>> Begin

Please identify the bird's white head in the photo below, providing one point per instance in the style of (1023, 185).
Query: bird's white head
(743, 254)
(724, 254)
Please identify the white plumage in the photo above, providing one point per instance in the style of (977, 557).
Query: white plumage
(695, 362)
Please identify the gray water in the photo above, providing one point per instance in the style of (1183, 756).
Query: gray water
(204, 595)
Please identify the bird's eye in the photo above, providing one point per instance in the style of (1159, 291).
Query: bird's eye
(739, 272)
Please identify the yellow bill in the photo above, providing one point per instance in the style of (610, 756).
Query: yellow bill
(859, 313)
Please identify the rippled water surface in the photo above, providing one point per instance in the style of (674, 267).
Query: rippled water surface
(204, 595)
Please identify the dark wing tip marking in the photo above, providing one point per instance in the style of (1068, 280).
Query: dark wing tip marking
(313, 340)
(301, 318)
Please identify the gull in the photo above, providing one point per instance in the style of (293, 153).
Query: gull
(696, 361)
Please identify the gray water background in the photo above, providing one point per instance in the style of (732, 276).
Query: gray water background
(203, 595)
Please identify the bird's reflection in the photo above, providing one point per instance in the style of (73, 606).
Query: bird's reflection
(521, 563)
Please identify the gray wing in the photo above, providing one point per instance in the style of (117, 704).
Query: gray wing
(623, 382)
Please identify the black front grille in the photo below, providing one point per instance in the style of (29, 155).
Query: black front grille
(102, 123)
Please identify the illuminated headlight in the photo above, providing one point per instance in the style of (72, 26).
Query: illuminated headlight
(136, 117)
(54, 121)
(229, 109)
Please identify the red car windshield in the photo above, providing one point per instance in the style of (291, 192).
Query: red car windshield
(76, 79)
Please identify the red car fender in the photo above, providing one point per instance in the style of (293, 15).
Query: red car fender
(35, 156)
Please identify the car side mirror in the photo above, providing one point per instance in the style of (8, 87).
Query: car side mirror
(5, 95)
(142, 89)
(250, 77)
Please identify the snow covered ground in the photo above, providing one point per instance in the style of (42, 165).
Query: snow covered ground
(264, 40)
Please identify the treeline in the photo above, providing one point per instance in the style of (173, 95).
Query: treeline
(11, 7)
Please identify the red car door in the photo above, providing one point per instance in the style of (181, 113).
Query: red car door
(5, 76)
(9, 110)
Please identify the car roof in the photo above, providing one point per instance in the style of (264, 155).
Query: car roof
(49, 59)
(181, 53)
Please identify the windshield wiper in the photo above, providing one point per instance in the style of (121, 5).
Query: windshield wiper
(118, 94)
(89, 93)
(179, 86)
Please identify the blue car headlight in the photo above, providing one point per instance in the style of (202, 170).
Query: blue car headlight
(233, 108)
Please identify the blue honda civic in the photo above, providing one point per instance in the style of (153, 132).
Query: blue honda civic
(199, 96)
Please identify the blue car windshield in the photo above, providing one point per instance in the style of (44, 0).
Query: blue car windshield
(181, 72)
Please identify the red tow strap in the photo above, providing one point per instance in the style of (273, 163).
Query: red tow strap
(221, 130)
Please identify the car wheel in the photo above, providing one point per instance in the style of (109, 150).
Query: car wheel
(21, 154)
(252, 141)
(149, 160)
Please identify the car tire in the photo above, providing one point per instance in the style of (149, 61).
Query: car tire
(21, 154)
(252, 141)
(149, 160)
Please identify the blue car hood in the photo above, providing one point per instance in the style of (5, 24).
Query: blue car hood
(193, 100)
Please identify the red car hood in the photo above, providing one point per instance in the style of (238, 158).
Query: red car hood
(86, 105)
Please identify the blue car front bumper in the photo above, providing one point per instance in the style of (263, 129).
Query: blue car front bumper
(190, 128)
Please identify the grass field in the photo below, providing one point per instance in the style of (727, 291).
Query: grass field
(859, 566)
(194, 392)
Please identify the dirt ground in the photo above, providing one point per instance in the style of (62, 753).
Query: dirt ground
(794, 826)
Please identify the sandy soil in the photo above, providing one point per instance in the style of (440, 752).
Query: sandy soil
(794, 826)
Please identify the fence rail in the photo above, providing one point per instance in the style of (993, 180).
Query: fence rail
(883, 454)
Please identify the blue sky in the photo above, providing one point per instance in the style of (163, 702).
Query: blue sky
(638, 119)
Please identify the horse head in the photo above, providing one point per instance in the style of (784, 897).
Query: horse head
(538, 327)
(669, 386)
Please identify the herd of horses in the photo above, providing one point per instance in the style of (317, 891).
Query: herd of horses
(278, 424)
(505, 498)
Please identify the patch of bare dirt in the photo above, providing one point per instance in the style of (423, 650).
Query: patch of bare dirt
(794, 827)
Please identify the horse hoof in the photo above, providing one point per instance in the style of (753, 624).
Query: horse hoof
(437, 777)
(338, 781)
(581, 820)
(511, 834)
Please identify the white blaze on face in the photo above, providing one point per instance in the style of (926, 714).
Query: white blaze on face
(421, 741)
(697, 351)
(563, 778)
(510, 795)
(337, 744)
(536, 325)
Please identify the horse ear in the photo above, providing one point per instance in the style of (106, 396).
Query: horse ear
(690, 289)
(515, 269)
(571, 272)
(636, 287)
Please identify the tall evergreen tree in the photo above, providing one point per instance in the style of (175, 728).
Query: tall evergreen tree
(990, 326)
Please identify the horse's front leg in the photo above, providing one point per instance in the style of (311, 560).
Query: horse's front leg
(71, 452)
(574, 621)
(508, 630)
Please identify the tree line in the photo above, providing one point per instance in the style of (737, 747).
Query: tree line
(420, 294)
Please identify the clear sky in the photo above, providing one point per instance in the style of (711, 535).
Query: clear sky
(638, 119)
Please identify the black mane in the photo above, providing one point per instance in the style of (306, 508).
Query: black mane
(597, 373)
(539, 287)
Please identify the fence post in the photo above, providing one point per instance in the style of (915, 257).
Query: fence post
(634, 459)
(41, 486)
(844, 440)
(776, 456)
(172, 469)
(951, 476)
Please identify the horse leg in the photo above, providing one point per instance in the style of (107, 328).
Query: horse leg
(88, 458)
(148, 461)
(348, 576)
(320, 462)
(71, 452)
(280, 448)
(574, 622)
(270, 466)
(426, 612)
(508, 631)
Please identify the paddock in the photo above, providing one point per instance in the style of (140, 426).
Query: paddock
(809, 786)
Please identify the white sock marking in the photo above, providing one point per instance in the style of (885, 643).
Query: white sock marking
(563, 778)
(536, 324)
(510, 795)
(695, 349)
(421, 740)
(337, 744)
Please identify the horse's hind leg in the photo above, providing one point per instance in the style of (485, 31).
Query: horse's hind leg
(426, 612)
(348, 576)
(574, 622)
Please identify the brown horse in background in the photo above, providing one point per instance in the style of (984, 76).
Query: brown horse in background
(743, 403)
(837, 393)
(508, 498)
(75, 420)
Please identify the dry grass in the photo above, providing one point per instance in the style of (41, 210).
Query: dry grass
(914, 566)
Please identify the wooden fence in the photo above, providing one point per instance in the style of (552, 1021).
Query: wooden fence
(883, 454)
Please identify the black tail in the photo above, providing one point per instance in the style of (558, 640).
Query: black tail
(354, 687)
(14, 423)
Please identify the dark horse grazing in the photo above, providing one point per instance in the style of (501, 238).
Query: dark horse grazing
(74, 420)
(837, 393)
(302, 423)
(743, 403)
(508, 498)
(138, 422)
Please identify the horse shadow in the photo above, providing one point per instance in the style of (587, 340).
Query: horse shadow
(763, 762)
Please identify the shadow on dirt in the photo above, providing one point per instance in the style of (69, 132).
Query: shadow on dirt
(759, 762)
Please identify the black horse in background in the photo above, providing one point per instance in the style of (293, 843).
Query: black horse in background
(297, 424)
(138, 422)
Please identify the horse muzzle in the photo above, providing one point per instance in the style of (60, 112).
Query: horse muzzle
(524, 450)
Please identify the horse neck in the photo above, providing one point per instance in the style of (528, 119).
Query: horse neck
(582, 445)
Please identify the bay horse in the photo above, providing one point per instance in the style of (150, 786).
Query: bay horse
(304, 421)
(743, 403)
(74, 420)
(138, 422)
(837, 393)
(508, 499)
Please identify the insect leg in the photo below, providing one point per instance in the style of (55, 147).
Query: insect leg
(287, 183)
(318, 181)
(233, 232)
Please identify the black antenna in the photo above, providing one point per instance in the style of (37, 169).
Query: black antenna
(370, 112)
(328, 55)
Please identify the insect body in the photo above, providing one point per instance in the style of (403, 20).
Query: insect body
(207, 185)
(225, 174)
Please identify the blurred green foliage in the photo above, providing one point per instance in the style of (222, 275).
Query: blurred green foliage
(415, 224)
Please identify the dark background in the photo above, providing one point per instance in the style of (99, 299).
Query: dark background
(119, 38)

>> End

> [Do this] Repeat exactly the lines above, starting with the line that contains "Please identify the black antenna" and ending with the last line, both included, and nothing else.

> [Solution for this task]
Please identify the black antenna in the photo above, providing one point per instance in the style of (37, 169).
Query: black antenna
(370, 112)
(328, 55)
Please identify the insect body in the photo above, providing one point per instance in the style of (403, 20).
Query: insect body
(207, 185)
(225, 174)
Please identify the blurred green foliage in the photo above, providing one point per instance in the style of (222, 275).
Query: blurred green foliage
(415, 224)
Please identify the dark background in the photo above, providing one point per instance in the style of (99, 299).
Query: dark background
(119, 38)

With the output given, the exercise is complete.